(What the exercise asks): Every entry must be copied word for word.

________

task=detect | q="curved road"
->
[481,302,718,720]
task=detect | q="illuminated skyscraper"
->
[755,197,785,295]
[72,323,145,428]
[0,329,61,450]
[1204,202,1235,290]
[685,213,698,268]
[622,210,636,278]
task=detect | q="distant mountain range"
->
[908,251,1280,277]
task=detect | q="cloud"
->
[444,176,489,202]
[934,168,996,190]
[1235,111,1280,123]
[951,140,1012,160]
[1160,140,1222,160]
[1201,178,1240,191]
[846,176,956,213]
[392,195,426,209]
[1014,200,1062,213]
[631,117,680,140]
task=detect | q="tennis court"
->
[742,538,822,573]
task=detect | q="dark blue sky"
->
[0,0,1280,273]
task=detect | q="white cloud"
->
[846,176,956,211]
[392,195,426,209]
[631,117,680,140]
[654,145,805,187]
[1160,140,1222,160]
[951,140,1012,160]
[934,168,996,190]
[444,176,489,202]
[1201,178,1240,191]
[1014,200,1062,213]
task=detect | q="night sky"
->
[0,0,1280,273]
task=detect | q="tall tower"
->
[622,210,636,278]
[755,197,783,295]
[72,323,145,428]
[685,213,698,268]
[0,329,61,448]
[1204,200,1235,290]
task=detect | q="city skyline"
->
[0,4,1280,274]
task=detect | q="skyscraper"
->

________

(Result below):
task=detect | q="curved road"
->
[481,302,718,720]
task=detect | q="illuminated skyscraper"
->
[755,197,785,295]
[72,323,145,428]
[0,329,61,450]
[1204,202,1235,290]
[685,213,698,268]
[622,210,636,278]
task=detect | q="distant mountain range"
->
[908,251,1280,277]
task=detect | q="cloud"
->
[444,176,489,202]
[934,168,996,190]
[1235,111,1280,123]
[951,140,1012,160]
[1160,140,1222,160]
[1201,178,1240,191]
[846,176,956,213]
[392,195,426,209]
[1014,200,1062,213]
[631,117,680,140]
task=detect | q="tennis court"
->
[742,538,822,573]
task=detect | q="dark blue sky"
->
[0,0,1280,273]
task=detect | q="white cloud"
->
[846,176,956,211]
[392,195,426,209]
[631,117,680,140]
[654,145,805,187]
[1160,140,1222,160]
[951,140,1012,160]
[934,168,996,190]
[444,176,489,202]
[1201,178,1240,191]
[1014,200,1062,213]
task=detect | q="night sky"
->
[0,0,1280,273]
task=detect | q="tall tower"
->
[622,210,636,278]
[755,197,783,295]
[72,323,145,428]
[685,213,698,268]
[0,329,61,448]
[1204,200,1235,290]
task=detect | q="city skyline"
->
[0,4,1280,274]
task=detect | q="skyscraper"
->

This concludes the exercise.